### [SHORT EXERCISE]
From the line that holds "the rock face" to the last line of the data, copy everything exactly; leave out all the rest.

(Items from a data source)
>> START

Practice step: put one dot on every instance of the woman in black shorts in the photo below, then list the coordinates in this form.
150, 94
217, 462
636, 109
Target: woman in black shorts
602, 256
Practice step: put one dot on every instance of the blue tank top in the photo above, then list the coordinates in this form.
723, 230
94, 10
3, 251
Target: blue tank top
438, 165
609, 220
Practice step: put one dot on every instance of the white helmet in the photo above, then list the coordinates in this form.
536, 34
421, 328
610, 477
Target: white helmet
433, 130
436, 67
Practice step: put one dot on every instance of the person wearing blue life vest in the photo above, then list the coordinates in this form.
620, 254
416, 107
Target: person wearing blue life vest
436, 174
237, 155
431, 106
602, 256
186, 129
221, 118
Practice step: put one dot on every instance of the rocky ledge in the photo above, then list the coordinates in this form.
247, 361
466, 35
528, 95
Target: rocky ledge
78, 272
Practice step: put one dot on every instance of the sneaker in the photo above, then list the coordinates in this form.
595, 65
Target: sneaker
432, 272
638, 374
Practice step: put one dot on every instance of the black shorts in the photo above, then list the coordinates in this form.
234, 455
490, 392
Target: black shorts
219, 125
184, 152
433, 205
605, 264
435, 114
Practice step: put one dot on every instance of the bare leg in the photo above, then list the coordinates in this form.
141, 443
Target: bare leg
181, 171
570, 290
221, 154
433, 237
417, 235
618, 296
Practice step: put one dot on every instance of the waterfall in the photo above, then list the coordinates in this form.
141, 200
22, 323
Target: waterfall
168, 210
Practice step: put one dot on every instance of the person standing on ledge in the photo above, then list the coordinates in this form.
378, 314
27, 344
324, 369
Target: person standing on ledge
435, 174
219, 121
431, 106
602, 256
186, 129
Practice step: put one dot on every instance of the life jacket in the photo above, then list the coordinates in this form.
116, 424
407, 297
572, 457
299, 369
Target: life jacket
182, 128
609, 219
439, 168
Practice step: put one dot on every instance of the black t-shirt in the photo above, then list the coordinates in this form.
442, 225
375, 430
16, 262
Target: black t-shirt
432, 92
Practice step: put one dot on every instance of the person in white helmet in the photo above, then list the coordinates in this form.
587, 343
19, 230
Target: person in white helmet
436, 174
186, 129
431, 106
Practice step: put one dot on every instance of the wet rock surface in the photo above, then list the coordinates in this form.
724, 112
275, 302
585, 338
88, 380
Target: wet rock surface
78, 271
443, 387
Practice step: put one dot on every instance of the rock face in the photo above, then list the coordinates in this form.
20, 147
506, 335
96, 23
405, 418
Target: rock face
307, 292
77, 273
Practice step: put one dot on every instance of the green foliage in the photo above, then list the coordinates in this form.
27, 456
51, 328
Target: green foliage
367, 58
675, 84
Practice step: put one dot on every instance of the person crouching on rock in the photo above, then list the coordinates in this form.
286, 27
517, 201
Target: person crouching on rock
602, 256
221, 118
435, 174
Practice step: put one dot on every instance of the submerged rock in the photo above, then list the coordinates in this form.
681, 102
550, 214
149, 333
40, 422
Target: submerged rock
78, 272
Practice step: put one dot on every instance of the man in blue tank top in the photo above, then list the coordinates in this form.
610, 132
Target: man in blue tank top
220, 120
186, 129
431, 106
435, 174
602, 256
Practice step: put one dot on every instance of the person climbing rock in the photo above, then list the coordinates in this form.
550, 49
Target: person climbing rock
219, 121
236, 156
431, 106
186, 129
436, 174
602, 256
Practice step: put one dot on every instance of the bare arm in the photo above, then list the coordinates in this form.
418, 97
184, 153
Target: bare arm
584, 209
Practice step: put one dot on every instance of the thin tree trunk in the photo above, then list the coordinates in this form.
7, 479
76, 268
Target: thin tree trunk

>> END

### [THE RESULT]
Practice step: put one dot on every instance of the rock face in the photo above, then list the coordinates in this form.
20, 147
506, 335
96, 23
405, 418
Target: rock face
307, 292
77, 273
Practice step: put one dot on every instance of the green foliage in the photo above, then list the coordinates in this form.
27, 456
51, 328
Target: green foliage
367, 58
675, 84
Practice step: put one dot on every instance of the person crouching on rock in the photo above, then list the coordinates in this form.
286, 27
517, 201
Target: person crouching on rock
602, 256
221, 118
435, 174
Practice step: put one dot on every instance of the submerged rock in the photo above, then list the coordinates in this form.
681, 102
550, 214
149, 333
40, 422
Target: submerged rock
78, 272
Practice step: put one dot on every instance of the man in blue tank top in the photo above, then list the coordinates in this form.
610, 132
Target: man in blue tank top
220, 120
186, 129
431, 106
435, 174
602, 256
Practice step: put one dot on every instance of the person climbing rock in the photo above, then list the coordinates in this form.
550, 49
Target: person climbing rock
219, 121
236, 156
431, 106
186, 129
436, 174
602, 256
Practice step: put one dot on every instance of the bare arm in the photo above, then list the coordinates in this form.
418, 97
184, 153
Target: bare arm
584, 209
Practice step: put one dot on every instance of the thin tree trunk in the photo above, then list the coordinates in this form.
7, 479
76, 268
Target: thin tree trunk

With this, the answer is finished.